### Task objective
From the listing below, work out how many lines contain "range". Reply with that number only.

### Exercise inputs
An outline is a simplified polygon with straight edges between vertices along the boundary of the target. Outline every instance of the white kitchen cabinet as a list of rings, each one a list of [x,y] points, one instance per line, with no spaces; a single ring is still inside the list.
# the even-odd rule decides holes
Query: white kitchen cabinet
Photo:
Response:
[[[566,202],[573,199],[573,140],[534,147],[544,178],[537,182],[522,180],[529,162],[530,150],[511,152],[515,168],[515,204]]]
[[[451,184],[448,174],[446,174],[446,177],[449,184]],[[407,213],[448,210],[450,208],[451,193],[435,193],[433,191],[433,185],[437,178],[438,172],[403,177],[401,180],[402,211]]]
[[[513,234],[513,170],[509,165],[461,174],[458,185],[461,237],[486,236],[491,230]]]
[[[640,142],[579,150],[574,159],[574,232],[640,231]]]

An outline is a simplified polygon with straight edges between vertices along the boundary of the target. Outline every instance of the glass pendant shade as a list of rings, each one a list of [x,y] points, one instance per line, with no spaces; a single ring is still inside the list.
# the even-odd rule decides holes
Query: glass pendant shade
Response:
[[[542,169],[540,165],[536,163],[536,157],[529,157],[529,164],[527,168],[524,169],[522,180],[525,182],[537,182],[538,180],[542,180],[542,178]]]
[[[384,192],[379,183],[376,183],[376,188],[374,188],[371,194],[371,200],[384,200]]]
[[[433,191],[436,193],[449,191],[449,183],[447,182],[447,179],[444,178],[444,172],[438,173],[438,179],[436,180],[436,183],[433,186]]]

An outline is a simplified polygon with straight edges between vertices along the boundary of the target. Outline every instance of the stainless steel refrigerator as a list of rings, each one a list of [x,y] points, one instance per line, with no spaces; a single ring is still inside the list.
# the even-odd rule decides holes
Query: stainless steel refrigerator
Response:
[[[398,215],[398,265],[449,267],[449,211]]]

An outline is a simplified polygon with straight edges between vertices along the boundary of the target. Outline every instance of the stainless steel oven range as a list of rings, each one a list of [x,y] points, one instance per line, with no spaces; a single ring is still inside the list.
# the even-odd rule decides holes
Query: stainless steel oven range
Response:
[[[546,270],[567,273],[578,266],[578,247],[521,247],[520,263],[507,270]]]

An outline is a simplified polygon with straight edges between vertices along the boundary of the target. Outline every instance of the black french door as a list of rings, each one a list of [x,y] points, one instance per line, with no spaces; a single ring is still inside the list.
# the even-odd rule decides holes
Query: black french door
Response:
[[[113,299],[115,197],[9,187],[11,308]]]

### Exercise response
2